+++ Records for the task

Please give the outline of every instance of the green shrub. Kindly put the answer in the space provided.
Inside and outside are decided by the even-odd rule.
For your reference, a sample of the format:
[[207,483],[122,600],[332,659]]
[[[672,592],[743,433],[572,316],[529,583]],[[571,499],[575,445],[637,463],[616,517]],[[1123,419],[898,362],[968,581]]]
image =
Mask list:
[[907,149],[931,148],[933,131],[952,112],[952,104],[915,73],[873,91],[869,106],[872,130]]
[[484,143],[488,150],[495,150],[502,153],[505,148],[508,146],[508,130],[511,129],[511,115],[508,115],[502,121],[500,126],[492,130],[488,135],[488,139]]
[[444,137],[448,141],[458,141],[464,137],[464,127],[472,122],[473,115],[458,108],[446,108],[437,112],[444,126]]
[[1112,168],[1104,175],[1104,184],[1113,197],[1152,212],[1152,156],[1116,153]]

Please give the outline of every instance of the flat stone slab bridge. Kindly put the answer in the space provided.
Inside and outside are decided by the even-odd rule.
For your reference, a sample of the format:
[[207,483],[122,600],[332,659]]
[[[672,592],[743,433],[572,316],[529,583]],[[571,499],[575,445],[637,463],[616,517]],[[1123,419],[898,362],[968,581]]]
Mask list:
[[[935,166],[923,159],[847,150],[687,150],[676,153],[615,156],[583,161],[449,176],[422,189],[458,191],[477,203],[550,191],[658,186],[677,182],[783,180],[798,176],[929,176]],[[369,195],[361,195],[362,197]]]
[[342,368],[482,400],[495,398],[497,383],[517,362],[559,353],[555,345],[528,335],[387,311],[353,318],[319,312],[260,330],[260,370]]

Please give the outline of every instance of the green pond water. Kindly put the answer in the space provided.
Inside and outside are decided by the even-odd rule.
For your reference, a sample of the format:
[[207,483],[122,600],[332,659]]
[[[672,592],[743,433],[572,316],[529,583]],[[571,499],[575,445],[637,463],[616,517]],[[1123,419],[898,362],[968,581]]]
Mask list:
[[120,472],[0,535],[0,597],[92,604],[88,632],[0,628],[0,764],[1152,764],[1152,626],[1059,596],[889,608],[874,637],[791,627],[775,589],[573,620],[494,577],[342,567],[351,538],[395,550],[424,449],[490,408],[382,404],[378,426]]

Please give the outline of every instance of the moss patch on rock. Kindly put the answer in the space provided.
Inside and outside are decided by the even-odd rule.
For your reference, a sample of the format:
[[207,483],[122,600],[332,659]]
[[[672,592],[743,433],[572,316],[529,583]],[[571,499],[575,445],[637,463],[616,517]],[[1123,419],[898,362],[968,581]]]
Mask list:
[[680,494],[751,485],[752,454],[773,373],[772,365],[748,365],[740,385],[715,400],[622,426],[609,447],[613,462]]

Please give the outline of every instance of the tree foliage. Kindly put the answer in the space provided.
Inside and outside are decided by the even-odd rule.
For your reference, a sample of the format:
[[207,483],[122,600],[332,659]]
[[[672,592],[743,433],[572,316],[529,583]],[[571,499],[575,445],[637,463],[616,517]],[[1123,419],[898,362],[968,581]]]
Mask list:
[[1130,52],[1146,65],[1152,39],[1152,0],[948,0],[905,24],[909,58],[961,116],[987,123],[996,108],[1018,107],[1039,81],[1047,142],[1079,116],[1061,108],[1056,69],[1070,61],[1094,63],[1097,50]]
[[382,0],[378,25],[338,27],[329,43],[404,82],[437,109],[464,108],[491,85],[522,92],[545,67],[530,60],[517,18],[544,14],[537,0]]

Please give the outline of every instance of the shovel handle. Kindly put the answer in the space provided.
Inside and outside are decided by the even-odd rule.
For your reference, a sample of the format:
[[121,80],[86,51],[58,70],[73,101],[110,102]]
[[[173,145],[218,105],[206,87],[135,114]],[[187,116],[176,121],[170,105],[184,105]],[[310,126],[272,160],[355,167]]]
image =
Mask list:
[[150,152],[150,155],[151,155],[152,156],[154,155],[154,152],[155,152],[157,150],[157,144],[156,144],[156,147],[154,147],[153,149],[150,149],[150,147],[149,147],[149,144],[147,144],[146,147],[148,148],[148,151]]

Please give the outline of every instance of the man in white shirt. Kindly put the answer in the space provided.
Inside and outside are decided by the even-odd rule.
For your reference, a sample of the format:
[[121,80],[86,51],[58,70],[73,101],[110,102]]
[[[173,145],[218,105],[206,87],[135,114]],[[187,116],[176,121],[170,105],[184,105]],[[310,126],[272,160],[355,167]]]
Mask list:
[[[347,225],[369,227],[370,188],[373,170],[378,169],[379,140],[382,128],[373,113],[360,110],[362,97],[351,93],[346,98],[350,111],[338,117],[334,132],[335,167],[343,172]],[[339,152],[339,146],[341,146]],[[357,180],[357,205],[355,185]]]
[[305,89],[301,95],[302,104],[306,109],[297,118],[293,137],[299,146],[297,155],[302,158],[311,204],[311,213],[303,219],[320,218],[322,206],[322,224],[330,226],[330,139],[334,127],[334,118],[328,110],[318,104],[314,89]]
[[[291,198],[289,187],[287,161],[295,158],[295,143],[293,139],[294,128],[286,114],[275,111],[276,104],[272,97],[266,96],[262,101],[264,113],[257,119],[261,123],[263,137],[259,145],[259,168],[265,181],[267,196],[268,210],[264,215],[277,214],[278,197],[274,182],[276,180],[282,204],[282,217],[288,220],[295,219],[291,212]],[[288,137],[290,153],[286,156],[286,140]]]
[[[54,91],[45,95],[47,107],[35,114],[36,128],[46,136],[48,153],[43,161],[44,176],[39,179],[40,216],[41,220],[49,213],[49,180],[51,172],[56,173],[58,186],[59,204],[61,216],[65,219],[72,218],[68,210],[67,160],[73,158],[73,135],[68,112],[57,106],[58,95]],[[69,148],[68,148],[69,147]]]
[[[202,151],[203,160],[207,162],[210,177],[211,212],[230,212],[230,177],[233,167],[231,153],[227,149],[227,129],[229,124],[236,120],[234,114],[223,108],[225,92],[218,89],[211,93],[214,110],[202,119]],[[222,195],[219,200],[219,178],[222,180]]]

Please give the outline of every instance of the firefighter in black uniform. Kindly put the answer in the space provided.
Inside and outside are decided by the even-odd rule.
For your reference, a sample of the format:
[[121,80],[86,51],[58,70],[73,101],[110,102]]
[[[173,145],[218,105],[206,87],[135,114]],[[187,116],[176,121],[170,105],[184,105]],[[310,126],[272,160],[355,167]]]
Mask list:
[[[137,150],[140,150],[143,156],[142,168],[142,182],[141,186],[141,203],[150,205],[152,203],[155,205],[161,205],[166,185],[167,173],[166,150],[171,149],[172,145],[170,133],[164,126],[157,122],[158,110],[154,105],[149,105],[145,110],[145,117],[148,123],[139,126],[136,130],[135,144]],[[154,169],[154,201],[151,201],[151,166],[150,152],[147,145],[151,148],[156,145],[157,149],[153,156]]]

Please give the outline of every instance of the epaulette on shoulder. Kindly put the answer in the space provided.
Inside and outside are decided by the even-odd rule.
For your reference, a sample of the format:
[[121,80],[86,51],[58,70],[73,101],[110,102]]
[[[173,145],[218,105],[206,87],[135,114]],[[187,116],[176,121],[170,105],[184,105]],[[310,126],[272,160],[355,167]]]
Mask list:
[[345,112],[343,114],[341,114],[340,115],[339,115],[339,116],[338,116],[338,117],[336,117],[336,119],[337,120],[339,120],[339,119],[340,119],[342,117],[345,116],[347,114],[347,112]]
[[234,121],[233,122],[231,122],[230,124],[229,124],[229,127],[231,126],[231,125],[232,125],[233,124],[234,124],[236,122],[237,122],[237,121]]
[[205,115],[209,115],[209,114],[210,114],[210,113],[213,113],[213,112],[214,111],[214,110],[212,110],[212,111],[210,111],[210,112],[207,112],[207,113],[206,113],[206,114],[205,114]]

++++++

* **Written instruction**
Using the listing above, reproduce each line without omission.

* **Exercise answer**
Please give the outline of every instance of the green shrub. Kindly put the answer in the space provided.
Inside and outside are decided by the even-odd rule.
For your reference, a sample of the format:
[[207,483],[122,600],[332,659]]
[[[672,592],[743,433],[572,316],[529,583]],[[571,499],[575,445],[637,463],[616,517]],[[1123,419],[898,362],[968,581]]]
image =
Mask list:
[[907,149],[931,148],[933,131],[952,112],[952,104],[915,73],[873,91],[869,106],[872,130]]
[[484,143],[488,150],[495,150],[502,153],[505,148],[508,146],[508,130],[511,129],[511,115],[508,115],[502,121],[500,126],[492,130],[488,135],[488,139]]
[[444,137],[448,141],[458,141],[464,137],[464,127],[472,122],[473,115],[458,108],[446,108],[437,112],[444,126]]
[[1112,168],[1104,175],[1104,184],[1113,197],[1152,212],[1152,156],[1116,153]]

Please give the outline of every instance of the flat stone slab bridge. Kindly put the answer in the space provided.
Inside and outside are decided by the even-odd rule.
For your reference, a sample of the format:
[[207,483],[122,600],[332,659]]
[[[672,592],[743,433],[572,316],[529,583]],[[571,499],[575,445],[637,463],[616,517]],[[1123,419],[898,362],[968,581]]]
Mask list:
[[[935,166],[923,159],[847,150],[687,150],[676,153],[615,156],[583,161],[449,176],[422,189],[458,191],[477,203],[550,191],[658,186],[677,182],[783,180],[798,176],[929,176]],[[369,195],[361,195],[362,197]]]
[[342,368],[482,400],[495,398],[497,383],[517,362],[559,353],[555,345],[528,335],[387,311],[353,318],[319,312],[260,330],[260,370]]

Please give the outline of every instance of the green pond water. Kindly put the answer in the space provided.
Inside and outside are decided by the even-odd rule.
For your reference, a sample of the format:
[[207,483],[122,600],[332,659]]
[[[672,592],[743,433],[572,316],[529,583]],[[571,499],[575,445],[637,463],[616,517]],[[1123,419],[898,362],[968,581]]]
Mask list:
[[120,472],[0,535],[0,597],[92,604],[88,632],[0,628],[0,764],[1152,764],[1152,626],[1059,596],[889,608],[874,637],[791,627],[775,589],[573,620],[494,577],[342,567],[351,538],[395,550],[424,449],[490,408],[382,404],[378,426]]

Please give the outline of every instance of the moss patch on rock. Kindly put the answer in the space provided.
Inside and outside are decided by the even-odd rule.
For your reference, a sample of the format:
[[207,483],[122,600],[332,659]]
[[[672,592],[743,433],[572,316],[529,583]],[[571,499],[575,445],[637,463],[616,517]],[[1123,419],[898,362],[968,581]]]
Mask list:
[[680,494],[751,485],[752,454],[773,373],[772,365],[748,365],[740,385],[715,400],[622,426],[609,447],[613,462]]

Please give the outline of every instance of the tree foliage. Kindly put the answer in the space provided.
Inside and outside are decided by the even-odd rule.
For your reference, a sample of the format:
[[207,483],[122,600],[332,659]]
[[[672,592],[743,433],[572,316],[529,583]],[[571,499],[575,445],[637,463],[616,517]],[[1123,419],[898,362],[968,581]]]
Mask list:
[[1130,52],[1146,65],[1152,39],[1152,0],[948,0],[905,24],[909,58],[961,116],[987,123],[996,108],[1018,107],[1039,81],[1047,142],[1079,116],[1061,108],[1056,69],[1070,61],[1094,63],[1097,50]]
[[382,0],[378,25],[338,27],[329,43],[404,82],[437,109],[464,108],[491,85],[522,92],[545,67],[530,60],[517,18],[544,14],[537,0]]

Please give the outline of every instance of the shovel handle. Kindly put the answer in the space provided.
Inside and outside are decided by the even-odd rule.
For your reference, a sample of the format:
[[121,80],[86,51],[58,70],[73,101],[110,102]]
[[[173,145],[218,105],[206,87],[135,114]],[[187,116],[176,121],[170,105],[184,105]],[[310,126],[272,160],[355,167]]]
image =
Mask list:
[[150,152],[150,155],[151,155],[152,156],[154,155],[154,152],[155,152],[157,150],[157,144],[156,144],[156,147],[154,147],[153,149],[150,149],[150,147],[149,147],[149,144],[147,144],[146,147],[148,148],[148,151]]

Please give the outline of every instance of the man in white shirt. Kindly put the answer in the space provided.
Inside and outside are decided by the even-odd rule.
For your reference, a sample of the format:
[[121,80],[86,51],[58,70],[73,101],[110,102]]
[[[173,145],[218,105],[206,87],[135,114]],[[187,116],[176,121],[170,105],[184,105]],[[310,126],[272,160],[355,167]]]
Mask list:
[[[347,225],[369,227],[370,188],[373,170],[378,169],[379,140],[382,128],[373,113],[360,110],[362,97],[351,93],[346,98],[350,111],[338,117],[334,132],[335,167],[343,172]],[[339,152],[339,146],[341,146]],[[357,180],[357,205],[355,185]]]
[[305,89],[301,95],[302,104],[306,109],[297,118],[293,137],[299,146],[297,155],[302,158],[311,204],[311,213],[303,219],[320,218],[322,206],[322,224],[330,226],[330,139],[334,127],[334,118],[328,110],[318,104],[314,89]]
[[[291,198],[289,187],[287,161],[295,158],[295,143],[293,139],[294,128],[286,114],[275,111],[276,104],[272,97],[266,96],[262,101],[264,113],[257,119],[261,123],[263,137],[259,145],[259,168],[265,181],[267,196],[268,210],[264,215],[277,214],[278,197],[274,182],[276,180],[282,204],[282,217],[288,220],[295,219],[291,212]],[[288,137],[290,153],[286,156],[286,140]]]
[[[54,91],[45,95],[47,107],[35,114],[36,128],[46,136],[48,153],[43,161],[44,176],[39,179],[40,216],[41,220],[49,213],[49,180],[51,172],[56,173],[58,186],[59,204],[61,216],[65,219],[72,218],[68,210],[67,160],[73,158],[73,135],[68,112],[57,106],[58,95]],[[69,148],[68,148],[69,147]]]
[[[202,151],[203,160],[207,162],[210,177],[211,212],[230,212],[230,177],[233,167],[231,153],[227,149],[227,129],[229,124],[236,120],[234,114],[223,108],[225,92],[218,89],[211,93],[214,110],[202,119]],[[222,195],[219,200],[219,178],[222,180]]]

Please give the outline of every instance of the firefighter in black uniform. Kindly put the answer in the space provided.
Inside and outside are decided by the even-odd rule.
For your reference, a sample of the format:
[[121,80],[86,51],[58,70],[73,101],[110,102]]
[[[173,145],[218,105],[206,87],[135,114]],[[187,116],[176,121],[170,105],[184,105]],[[310,126],[272,160],[355,167]]]
Mask list:
[[[137,150],[140,150],[143,156],[142,168],[142,182],[141,186],[141,203],[150,205],[152,203],[155,205],[161,205],[166,185],[167,173],[166,150],[171,149],[172,145],[170,133],[164,126],[157,122],[158,110],[154,105],[149,105],[145,110],[145,117],[148,123],[139,126],[136,130],[135,144]],[[154,169],[154,201],[151,201],[151,166],[150,152],[147,145],[151,148],[156,145],[157,149],[153,156]]]

Please give the outline of every instance of the epaulette on shoulder. Kindly put the answer in the space provided.
Inside and outside are decided by the even-odd rule.
For your reference, a sample of the format:
[[121,80],[86,51],[58,70],[73,101],[110,102]]
[[[173,145],[218,105],[206,87],[135,114]],[[187,116],[176,121],[170,105],[184,105]],[[310,126],[272,160],[355,167]]]
Mask list:
[[345,112],[343,114],[341,114],[340,115],[339,115],[339,116],[338,116],[338,117],[336,117],[336,119],[337,120],[339,120],[339,119],[340,119],[342,117],[345,116],[347,114],[347,112]]
[[234,121],[233,122],[231,122],[230,124],[229,124],[229,127],[231,126],[231,125],[232,125],[233,124],[234,124],[236,122],[237,122],[237,121]]
[[205,115],[209,115],[209,114],[210,114],[210,113],[213,113],[213,112],[214,111],[214,110],[212,110],[212,111],[210,111],[210,112],[207,112],[207,113],[206,113],[206,114],[205,114]]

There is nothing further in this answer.